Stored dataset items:
-----

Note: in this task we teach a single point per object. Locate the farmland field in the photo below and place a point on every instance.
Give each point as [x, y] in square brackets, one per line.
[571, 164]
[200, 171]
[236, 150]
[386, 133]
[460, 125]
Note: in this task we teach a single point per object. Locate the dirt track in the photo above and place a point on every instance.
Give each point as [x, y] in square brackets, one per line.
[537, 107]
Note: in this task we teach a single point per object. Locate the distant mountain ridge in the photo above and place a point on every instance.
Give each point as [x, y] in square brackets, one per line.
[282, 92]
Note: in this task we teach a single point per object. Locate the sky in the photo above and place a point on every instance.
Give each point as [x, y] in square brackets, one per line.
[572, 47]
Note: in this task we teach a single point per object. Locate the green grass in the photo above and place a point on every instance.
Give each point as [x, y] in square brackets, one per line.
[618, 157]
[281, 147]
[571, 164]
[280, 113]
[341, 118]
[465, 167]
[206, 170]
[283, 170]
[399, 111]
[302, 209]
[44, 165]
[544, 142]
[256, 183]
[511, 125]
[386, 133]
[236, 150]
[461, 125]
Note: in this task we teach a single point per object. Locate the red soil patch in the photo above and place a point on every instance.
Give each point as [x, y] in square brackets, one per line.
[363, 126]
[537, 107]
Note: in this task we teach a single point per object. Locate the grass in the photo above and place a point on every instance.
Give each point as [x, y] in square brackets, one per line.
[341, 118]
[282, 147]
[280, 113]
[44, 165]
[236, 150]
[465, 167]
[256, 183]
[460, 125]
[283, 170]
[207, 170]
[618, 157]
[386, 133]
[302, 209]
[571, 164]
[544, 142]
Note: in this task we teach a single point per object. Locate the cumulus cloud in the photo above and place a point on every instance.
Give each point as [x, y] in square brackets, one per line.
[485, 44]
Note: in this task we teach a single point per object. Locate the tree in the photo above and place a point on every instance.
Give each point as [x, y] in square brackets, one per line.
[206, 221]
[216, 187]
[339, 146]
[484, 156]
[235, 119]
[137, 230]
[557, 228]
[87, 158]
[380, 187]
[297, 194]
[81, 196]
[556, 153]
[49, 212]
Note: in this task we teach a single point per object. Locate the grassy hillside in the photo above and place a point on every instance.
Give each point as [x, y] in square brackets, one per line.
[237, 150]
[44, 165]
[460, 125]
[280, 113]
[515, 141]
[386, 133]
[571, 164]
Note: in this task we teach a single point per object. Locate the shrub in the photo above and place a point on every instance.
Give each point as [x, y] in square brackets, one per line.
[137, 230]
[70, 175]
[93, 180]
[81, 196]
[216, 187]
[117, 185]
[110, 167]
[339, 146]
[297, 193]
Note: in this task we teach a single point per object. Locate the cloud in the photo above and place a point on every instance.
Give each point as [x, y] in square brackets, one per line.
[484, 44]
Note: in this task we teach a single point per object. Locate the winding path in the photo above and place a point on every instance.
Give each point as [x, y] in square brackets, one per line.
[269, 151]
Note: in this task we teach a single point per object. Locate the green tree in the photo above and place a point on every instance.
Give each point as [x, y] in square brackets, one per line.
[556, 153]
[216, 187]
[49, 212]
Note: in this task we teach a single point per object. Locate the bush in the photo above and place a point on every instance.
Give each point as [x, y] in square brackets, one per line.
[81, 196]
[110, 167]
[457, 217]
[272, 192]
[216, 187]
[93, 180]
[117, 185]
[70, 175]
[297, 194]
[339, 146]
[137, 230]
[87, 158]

-----

WHAT YOU SHOULD DO
Send back all of the entries exactly, with nothing missing.

EXERCISE RESULT
Note: in this task we teach a single point per object. Locate the farmland field in the photo below and place a point on every instance.
Give each point as [x, y] in square brackets, one per line.
[571, 164]
[200, 171]
[236, 150]
[386, 133]
[460, 125]
Note: in this task we teach a single point per object. Locate the dirt track in the photo above and place a point on every instance.
Give each point as [x, y] in square brackets, one per line.
[537, 107]
Note: in this task we teach a single point per object. Locate the distant mountain ridge in the photo above and place a point on every instance.
Give each point as [x, y] in square brackets, one per line.
[282, 92]
Note: in this task we teach a single point per object. Locate the sky in the photo above and place a point on every instance.
Give each point as [x, y] in square brackets, one per line.
[572, 47]
Note: in this task we teach a single point per object. Locate the green grass in the photo above and place a point on every instance.
Give each point as [x, y] in square brackets, one per line.
[618, 157]
[281, 147]
[571, 164]
[280, 113]
[341, 118]
[465, 167]
[206, 170]
[283, 170]
[399, 111]
[302, 209]
[44, 165]
[544, 142]
[256, 183]
[511, 125]
[386, 133]
[236, 150]
[461, 125]
Note: in this task we teach a single point per object. Locate the red soil patch in the photo above and place a point on every instance.
Give each point as [x, y] in square brackets, one per line.
[363, 126]
[537, 107]
Note: in this task we teach a single point per object. Locate the grass in the photo above and place a point on every instance.
Give each point as [x, y] in square brackets, one per line.
[341, 118]
[282, 147]
[280, 113]
[44, 165]
[236, 150]
[465, 167]
[256, 183]
[460, 125]
[283, 170]
[207, 170]
[618, 157]
[386, 133]
[302, 209]
[571, 164]
[544, 142]
Note: in this task we teach a single point per object. Locate the cumulus cloud in the photo above and place a point on every instance.
Give each point as [x, y] in square brackets, one per line.
[485, 44]
Note: in this task we teach a single point per object. Locate the tree in the photo above and place a point on every instance.
Give each point as [x, y] in square brackets, one per line.
[206, 221]
[216, 187]
[339, 146]
[484, 156]
[235, 119]
[137, 230]
[557, 228]
[87, 158]
[380, 187]
[297, 194]
[81, 196]
[556, 153]
[49, 212]
Note: in this task we teach a single point per object. Locate the grassy hillside in the photo above and place a point on every instance.
Give each point as [x, y] in square brackets, one per line.
[237, 150]
[44, 165]
[460, 125]
[280, 113]
[515, 141]
[386, 133]
[571, 164]
Note: in this task we teach a single point per object. Locate the shrub in the photo above and place a point on every instance.
Give each point as [x, y] in square brackets, one per line.
[137, 230]
[70, 175]
[93, 180]
[81, 196]
[216, 187]
[117, 185]
[110, 167]
[339, 146]
[297, 193]
Note: in this task we teach a single point per object. Locate the cloud in the photo above and place a point on every instance.
Give each point as [x, y] in square brackets, one per line.
[484, 44]
Note: in this task we teach a single point per object. Locate the winding path in the photo above and place a point on every instance.
Give each point as [x, y] in square brackets, one per line.
[269, 151]
Note: in this task we teach a single point per object. Locate the green tree in the photo above and place a point on every instance.
Give each point as [x, y] in square brackets, one per line.
[556, 153]
[216, 187]
[49, 212]
Note: in this task we teach a single point per object. Locate the bush in the photo above and place a point on every instance.
Give each point as [x, y] in square brackets, one per line.
[81, 196]
[110, 167]
[457, 217]
[272, 192]
[216, 187]
[93, 180]
[117, 185]
[70, 175]
[297, 194]
[339, 146]
[137, 230]
[87, 158]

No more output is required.